**Task directions**: Return nothing but the lines from the line containing "the pink fondant" through the last line of the records, reproduced exactly.

★ ★ ★ ★

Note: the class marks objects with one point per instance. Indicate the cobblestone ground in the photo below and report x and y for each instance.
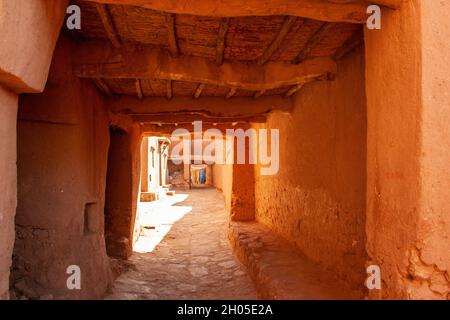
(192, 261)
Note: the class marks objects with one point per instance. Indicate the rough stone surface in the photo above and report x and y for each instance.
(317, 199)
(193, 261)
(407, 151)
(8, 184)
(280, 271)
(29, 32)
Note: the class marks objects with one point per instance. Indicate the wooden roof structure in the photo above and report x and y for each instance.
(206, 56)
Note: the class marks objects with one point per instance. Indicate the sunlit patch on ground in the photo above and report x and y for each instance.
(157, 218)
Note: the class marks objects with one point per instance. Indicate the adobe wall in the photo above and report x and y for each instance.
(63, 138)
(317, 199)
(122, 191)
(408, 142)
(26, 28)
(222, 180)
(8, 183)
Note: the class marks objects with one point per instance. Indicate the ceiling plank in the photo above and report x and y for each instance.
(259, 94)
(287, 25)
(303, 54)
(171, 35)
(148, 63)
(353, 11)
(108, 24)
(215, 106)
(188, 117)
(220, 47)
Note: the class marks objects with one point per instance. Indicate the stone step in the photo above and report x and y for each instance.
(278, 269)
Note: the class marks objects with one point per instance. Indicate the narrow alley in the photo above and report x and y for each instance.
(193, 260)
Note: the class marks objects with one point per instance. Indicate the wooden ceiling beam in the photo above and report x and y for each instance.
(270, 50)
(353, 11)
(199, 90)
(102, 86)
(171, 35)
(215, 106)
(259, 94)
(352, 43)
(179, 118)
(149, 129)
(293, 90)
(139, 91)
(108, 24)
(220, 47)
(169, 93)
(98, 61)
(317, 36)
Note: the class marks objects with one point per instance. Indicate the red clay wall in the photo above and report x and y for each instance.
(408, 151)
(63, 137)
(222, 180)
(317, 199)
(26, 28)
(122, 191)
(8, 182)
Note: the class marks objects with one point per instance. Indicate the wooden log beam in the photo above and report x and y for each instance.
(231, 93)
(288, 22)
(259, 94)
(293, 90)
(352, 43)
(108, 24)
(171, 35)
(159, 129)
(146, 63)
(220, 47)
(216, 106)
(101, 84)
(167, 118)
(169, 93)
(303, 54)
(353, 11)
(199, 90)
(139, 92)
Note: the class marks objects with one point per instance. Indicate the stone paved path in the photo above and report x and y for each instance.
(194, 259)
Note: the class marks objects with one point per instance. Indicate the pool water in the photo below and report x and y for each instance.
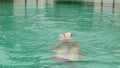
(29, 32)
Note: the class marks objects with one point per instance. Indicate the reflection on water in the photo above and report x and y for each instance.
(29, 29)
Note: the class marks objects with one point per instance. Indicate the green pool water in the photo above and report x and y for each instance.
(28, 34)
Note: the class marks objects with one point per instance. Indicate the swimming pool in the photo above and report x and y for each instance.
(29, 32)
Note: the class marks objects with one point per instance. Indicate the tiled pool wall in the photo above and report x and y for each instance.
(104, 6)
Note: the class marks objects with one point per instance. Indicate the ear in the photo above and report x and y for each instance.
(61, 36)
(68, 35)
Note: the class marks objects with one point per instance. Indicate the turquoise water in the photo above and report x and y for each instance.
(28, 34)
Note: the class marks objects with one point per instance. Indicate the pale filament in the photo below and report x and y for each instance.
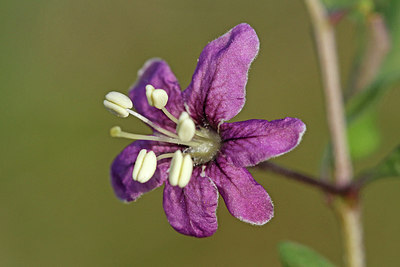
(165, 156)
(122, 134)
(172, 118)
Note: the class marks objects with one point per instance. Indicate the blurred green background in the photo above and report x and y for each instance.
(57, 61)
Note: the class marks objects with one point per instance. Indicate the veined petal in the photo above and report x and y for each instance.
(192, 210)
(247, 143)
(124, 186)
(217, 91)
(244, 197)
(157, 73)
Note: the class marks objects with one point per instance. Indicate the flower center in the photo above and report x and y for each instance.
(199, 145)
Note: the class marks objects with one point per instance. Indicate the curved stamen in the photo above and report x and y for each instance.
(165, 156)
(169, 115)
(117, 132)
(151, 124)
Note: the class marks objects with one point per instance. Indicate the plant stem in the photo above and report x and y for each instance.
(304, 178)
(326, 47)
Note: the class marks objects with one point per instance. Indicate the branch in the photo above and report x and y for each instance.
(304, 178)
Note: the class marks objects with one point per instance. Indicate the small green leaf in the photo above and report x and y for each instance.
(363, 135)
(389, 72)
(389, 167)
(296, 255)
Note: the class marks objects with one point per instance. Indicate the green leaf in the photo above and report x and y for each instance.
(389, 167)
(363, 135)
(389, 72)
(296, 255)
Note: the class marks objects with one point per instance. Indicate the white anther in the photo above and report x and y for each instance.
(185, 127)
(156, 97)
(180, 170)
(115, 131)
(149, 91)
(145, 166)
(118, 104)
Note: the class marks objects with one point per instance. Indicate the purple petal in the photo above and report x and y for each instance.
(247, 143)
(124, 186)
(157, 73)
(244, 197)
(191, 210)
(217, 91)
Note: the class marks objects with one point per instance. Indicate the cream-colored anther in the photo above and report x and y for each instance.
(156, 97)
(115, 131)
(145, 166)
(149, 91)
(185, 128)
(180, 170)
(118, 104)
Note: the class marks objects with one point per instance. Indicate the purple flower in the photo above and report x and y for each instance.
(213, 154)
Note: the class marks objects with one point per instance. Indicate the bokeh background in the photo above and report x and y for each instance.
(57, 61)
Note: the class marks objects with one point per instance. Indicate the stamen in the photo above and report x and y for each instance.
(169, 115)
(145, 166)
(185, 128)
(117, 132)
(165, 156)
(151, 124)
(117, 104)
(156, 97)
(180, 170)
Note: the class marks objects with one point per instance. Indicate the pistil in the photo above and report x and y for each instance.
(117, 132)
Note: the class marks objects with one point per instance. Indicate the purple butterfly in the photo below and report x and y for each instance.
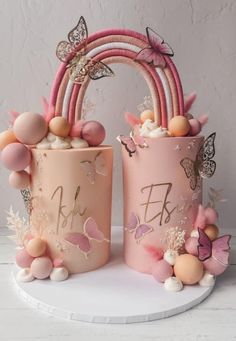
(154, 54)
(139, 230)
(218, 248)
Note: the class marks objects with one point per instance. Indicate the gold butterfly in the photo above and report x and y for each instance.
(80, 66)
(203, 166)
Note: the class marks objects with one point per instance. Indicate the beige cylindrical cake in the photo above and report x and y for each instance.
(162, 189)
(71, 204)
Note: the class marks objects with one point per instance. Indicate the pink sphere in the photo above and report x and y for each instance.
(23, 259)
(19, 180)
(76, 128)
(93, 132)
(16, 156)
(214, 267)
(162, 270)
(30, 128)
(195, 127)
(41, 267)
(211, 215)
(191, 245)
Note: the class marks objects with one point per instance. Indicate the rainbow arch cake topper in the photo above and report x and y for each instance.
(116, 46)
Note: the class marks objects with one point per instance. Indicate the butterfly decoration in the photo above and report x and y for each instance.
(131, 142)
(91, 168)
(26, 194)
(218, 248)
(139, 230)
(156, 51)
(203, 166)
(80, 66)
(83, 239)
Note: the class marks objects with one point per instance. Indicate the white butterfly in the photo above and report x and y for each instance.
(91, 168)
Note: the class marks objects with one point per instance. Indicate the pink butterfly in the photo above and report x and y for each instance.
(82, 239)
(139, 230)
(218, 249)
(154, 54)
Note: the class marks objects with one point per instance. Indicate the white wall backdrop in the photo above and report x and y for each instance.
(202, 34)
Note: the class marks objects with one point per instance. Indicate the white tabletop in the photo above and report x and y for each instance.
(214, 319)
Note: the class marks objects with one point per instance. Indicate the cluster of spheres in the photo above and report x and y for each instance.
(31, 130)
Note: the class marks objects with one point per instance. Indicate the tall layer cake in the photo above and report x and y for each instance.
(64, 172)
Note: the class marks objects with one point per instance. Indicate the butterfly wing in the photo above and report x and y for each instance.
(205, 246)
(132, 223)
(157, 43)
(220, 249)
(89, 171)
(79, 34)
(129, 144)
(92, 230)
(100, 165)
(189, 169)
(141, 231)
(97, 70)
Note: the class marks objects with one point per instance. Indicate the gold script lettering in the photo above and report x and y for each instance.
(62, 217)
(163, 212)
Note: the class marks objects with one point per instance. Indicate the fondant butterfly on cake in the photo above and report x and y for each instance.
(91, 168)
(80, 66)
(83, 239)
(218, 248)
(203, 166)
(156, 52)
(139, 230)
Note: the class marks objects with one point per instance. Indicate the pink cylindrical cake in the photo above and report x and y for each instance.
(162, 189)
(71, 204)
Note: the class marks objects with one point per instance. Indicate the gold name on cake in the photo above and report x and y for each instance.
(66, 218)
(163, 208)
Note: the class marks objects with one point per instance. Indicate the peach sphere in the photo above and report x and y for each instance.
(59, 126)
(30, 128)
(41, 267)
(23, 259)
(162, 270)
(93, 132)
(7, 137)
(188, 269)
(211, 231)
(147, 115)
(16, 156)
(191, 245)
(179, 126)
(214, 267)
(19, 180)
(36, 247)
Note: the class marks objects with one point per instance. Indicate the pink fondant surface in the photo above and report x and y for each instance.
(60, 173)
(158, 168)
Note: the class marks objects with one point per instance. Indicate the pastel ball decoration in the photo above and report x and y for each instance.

★ ★ ★ ★

**Result**:
Note: the class marks objects with one point per instance. Indicate the pink fondant surface in the photo above and report x and y for each instance.
(60, 173)
(158, 168)
Note: the class marks objects with one point per instance. Indicate the pastel ball decoration in the photo above and report x and y for each instance.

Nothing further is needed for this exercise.